What is being asked: Across the listing below, how many lines hold "forested"? Reply with the number by itself.

The data:
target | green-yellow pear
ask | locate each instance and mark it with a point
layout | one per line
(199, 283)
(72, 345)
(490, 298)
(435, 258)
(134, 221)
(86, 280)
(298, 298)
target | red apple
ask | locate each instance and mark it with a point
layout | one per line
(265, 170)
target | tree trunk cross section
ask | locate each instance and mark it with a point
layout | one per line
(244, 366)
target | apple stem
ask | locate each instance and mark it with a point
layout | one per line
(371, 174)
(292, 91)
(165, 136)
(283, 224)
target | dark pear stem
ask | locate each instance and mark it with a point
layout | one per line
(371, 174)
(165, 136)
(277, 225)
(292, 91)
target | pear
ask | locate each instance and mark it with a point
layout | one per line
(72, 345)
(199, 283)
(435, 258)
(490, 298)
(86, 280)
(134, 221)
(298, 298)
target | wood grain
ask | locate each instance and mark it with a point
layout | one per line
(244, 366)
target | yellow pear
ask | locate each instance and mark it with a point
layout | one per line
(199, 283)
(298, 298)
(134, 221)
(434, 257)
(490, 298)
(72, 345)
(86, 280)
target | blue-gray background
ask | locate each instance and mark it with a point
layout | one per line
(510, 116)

* * *

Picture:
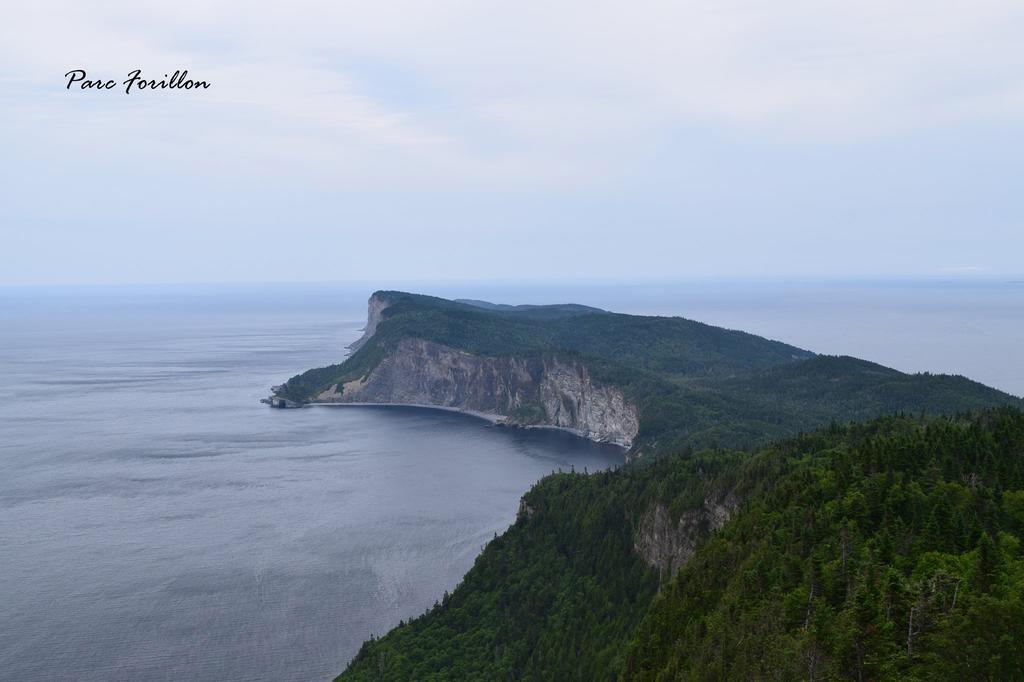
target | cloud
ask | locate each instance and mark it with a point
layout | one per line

...

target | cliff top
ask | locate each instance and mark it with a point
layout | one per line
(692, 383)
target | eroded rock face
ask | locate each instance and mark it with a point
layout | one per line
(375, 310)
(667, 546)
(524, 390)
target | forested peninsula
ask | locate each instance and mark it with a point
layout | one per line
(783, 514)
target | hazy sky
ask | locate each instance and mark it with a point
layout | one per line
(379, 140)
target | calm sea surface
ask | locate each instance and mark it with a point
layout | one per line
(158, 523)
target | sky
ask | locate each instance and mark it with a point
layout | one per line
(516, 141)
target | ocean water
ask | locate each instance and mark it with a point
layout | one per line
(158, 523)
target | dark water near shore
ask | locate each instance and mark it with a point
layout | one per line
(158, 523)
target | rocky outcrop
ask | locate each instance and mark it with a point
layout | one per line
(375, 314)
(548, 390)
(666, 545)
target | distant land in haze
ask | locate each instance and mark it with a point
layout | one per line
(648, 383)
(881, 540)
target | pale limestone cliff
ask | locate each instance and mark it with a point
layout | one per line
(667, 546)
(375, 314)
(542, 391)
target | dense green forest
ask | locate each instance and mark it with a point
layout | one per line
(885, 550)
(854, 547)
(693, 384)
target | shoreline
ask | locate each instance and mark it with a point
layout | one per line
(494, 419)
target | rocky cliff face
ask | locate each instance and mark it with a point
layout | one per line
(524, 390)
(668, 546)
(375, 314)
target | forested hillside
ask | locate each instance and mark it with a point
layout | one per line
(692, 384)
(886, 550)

Solution to this task: 2